▸ **Instruction**
Please rewrite the data below as a numbered list, with blank lines dropped and only the text lines kept.
*** Records for this exercise ***
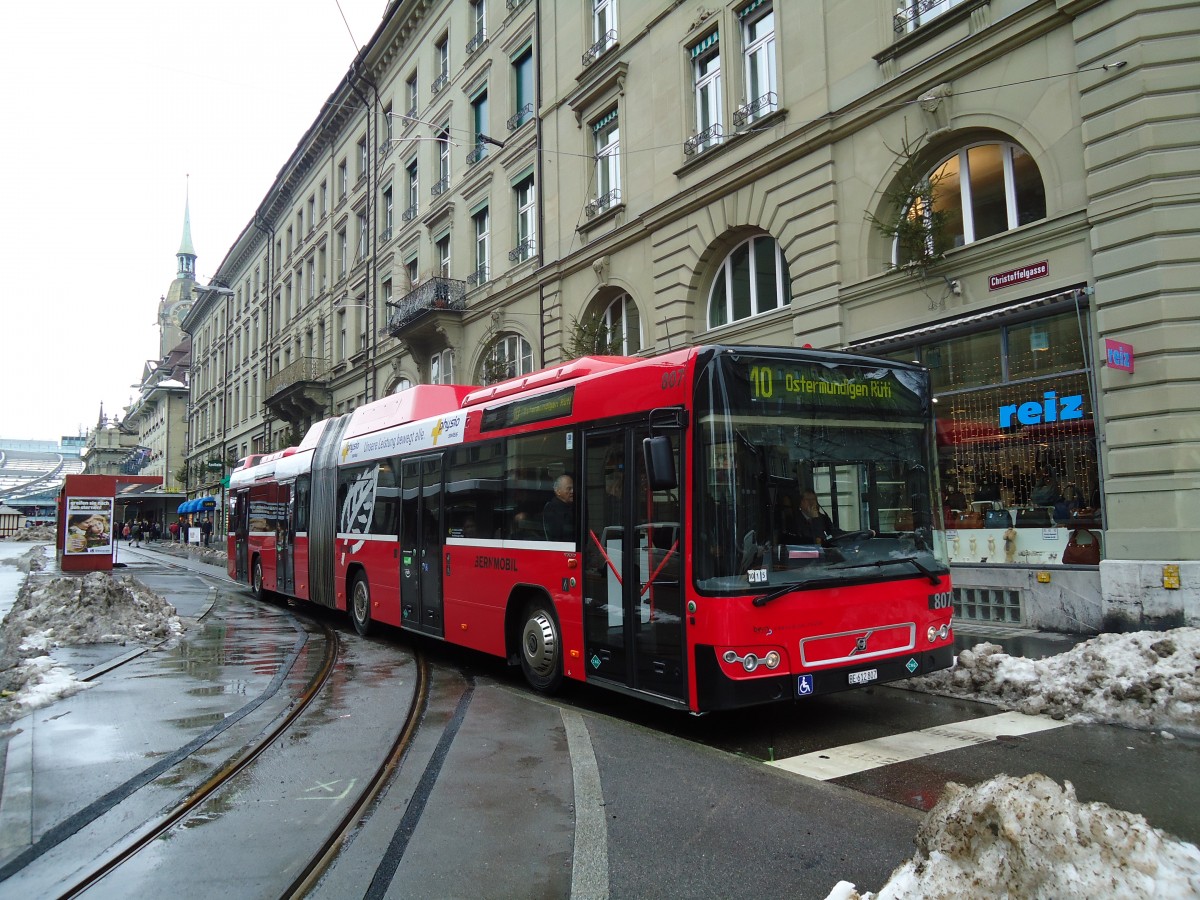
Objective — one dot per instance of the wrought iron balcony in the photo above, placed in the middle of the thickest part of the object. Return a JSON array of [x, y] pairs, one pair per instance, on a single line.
[[707, 138], [756, 108], [911, 16], [525, 250], [522, 115], [601, 203], [595, 51], [304, 370], [435, 295]]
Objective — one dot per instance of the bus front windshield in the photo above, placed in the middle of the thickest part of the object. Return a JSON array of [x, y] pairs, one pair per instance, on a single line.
[[811, 472]]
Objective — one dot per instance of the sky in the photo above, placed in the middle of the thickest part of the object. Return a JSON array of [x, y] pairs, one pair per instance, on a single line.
[[117, 113]]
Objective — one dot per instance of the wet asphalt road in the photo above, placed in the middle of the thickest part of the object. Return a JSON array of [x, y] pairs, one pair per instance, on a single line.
[[492, 798]]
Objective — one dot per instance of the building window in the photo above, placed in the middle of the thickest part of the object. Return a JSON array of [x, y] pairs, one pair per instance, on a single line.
[[479, 125], [442, 367], [622, 327], [509, 357], [522, 89], [753, 280], [413, 189], [706, 60], [443, 253], [527, 229], [442, 63], [979, 191], [479, 23], [413, 93], [913, 15], [606, 137], [604, 29], [759, 39]]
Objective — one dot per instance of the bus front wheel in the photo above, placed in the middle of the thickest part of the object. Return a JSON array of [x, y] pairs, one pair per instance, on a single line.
[[360, 605], [541, 649], [256, 580]]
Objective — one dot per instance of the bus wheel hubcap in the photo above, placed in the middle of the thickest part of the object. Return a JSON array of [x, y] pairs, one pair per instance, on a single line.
[[540, 643]]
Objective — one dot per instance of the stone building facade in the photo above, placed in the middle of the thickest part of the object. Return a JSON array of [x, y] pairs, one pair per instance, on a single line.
[[1003, 190]]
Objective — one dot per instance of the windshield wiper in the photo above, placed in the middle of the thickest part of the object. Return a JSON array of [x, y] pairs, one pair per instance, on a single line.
[[934, 579], [775, 594]]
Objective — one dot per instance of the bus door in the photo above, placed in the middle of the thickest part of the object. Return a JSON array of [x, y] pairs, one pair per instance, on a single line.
[[633, 600], [241, 537], [420, 544], [285, 541]]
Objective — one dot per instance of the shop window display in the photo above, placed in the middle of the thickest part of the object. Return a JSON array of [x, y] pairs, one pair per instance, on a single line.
[[1017, 444]]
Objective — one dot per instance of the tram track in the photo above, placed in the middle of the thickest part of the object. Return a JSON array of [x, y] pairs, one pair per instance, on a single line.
[[351, 820]]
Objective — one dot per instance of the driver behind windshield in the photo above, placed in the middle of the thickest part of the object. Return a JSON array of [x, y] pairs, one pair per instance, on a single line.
[[813, 526]]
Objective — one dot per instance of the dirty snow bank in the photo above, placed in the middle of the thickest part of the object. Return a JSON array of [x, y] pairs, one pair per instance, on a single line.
[[1145, 679], [49, 612], [1027, 837]]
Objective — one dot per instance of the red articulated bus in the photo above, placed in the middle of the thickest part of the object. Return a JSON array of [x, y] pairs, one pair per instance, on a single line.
[[712, 528]]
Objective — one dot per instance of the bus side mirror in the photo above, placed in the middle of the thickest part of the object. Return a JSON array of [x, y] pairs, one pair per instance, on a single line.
[[660, 472]]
***
▸ **Final answer**
1. Objective — one dot per instance of the wrought iron balcony in the photo above, placed in the middle of the thickest part of the object. Return a JSON array of [x, y] pairs, one pair per instance, on a single line.
2. [[707, 138], [756, 108], [911, 16], [525, 250], [522, 115], [601, 203], [595, 51], [304, 370], [435, 295]]
3. Objective — one dot per instance of the bus front windshield in the photo above, placed in the middle of the thickest part of the object. Return a JSON array of [x, y] pairs, one pair per instance, on a single line.
4. [[811, 472]]
5. Objective — one dot per instance of the sky in the photo above, placed in the middle of the thickest part of the object. Return a JSON array of [x, y] pairs, one pair per instance, on a single line.
6. [[117, 113]]
7. Objective — one dot per instance of the wet asphalt road in the photo above, placed in the middle of the thickest part of the object. Return a JSON array of [x, y] pairs, one pair per instance, on a single line.
8. [[492, 798]]
9. Objective — one dot per instance of the building window in the photo above, placed in the middle of the thickest part of the object. Return a JSON array of [x, y] pairs, one pair per instance, on a single line.
10. [[479, 125], [442, 367], [622, 327], [509, 357], [522, 89], [753, 280], [413, 189], [706, 60], [443, 253], [527, 229], [442, 63], [979, 191], [479, 23], [413, 93], [913, 15], [606, 137], [604, 29], [759, 39]]
11. Objective — one dot per instance of the bus front wheel in the photo above, placed in the middle of the thickest part of the object. Return a JSON array of [x, y] pairs, one pair per instance, on a single line.
12. [[360, 605], [541, 649], [256, 580]]
13. Objective — one dot per instance of the bus wheel hubcap in the photo above, placed in the middle of the thickest part of the object. Return a JSON array of [x, y] pairs, one pair per instance, on a single line.
14. [[540, 643]]
15. Objective — one dot per instance of the stone building facade in the photo above, placed in the middle of the thickest part of the object. Return a JSON array of [x, y] pairs, one pair per instance, on a single line.
16. [[1003, 190]]
17. Objective — one dot per instance of the windshield wiper in the photo above, placed in the middle of the thickest part of the object. Return a JSON array of [x, y] pairs, one pair per instance, on a single line.
18. [[934, 579], [775, 594]]
19. Objective — one dot per instance of the bus door in the photo above, placed in the middle of the thickest part of the object. Return a JSON array of [x, y] pairs, one pair per instance, on a single line.
20. [[633, 600], [241, 537], [420, 544], [285, 541]]
21. Objective — one dot per instance of the shop window display in the photo above, placed in the middle of the thickest part of the object. Return a JSON array of [x, y] pairs, one pair per instance, on a single line.
22. [[1017, 444]]
23. Objective — one dot per instance of the tram track in the photo above, placed in the middle of the thickest part of the object. Return a JSON array of [x, y] pairs, one pair per instance, on a single line.
24. [[351, 820]]
25. Objective — one dot per instance of the driver behind windshield in the photo above, placed in the middle of the thickest part of the object. Return a JSON array of [x, y] pairs, one pair per instance, on a single line.
26. [[813, 526]]
27. Objective — one dot per instance of the dirty snow bank in the photo above, placed in the middle of the thickest part of the object. Return a JSON array of [x, y] pairs, one pair per instance, on a single line.
28. [[1145, 679], [49, 612], [1027, 837]]
29. Objective — one dot per instance of the red articulated bus in the photo above, placed in the middle of the thickest part of the object. Return a JSON array of [x, y] pairs, one pair per instance, on a single line.
30. [[712, 528]]
31. Objective — one dot per instance of the bus side mirror in the photo above, placed in the middle of the thickest part of the object. Return a JSON array of [x, y] pairs, one pair per instance, on a single line.
32. [[660, 472]]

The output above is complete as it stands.